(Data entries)
--*--
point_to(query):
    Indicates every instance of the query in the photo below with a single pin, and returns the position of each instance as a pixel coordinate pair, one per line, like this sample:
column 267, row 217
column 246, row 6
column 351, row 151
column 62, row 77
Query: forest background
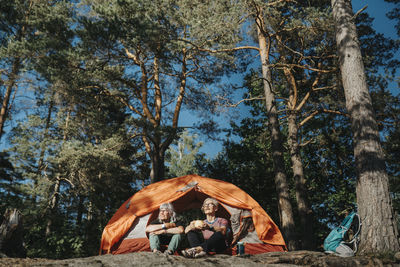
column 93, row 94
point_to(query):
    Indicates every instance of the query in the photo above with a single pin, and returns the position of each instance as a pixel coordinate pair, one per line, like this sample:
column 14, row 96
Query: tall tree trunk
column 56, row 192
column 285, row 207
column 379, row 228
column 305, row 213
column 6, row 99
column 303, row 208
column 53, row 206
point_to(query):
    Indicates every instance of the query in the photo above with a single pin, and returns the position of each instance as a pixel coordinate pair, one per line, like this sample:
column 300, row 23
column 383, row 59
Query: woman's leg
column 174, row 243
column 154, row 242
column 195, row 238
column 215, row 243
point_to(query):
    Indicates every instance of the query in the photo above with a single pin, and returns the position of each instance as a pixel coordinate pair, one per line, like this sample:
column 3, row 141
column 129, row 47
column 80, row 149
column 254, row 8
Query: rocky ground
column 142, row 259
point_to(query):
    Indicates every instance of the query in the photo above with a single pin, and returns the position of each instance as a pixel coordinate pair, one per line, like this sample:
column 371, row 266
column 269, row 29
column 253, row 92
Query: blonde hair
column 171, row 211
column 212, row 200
--*--
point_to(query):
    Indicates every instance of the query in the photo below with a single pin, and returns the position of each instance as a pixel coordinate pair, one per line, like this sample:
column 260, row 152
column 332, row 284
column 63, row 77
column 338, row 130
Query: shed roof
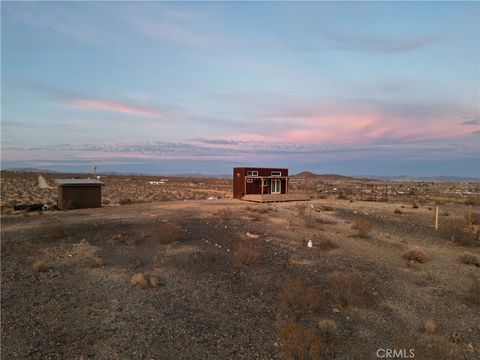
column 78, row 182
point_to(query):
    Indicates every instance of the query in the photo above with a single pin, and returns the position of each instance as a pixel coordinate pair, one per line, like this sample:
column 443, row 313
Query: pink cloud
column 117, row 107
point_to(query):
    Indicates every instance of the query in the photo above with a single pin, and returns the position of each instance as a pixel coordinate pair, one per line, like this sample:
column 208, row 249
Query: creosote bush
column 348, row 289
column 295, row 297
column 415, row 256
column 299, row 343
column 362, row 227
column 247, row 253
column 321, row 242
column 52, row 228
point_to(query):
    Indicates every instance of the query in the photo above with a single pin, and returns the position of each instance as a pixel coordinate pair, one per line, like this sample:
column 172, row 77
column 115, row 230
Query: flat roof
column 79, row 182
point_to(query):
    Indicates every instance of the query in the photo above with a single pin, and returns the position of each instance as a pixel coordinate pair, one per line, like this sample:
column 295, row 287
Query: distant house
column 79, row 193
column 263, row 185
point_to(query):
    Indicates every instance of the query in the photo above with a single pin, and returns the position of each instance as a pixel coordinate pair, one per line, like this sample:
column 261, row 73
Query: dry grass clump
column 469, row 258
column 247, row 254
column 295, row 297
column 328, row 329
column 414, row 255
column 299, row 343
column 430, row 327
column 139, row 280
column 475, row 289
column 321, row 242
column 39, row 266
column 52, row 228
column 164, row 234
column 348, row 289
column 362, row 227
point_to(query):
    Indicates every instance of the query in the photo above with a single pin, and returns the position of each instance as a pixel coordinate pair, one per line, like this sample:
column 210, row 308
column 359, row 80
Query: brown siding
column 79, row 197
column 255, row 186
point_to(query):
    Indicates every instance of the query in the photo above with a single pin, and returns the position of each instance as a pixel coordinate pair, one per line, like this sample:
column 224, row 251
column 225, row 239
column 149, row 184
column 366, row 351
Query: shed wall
--*--
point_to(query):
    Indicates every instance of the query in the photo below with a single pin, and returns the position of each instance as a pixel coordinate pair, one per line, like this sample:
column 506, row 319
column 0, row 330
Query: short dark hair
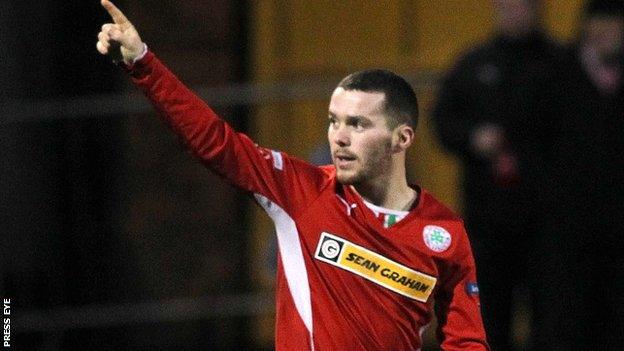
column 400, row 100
--*--
Your assignment:
Set down exactly the lines of the data above, beginning with the line that has "column 172, row 77" and ending with the line that has "column 295, row 287", and no others.

Final answer:
column 172, row 77
column 115, row 230
Query: flat roof
column 79, row 182
point_to(query):
    Indicates every instance of the query in the photo above with a single pin, and returns the position of each instance as a pixel coordinate pair, one per line, like this sample:
column 295, row 287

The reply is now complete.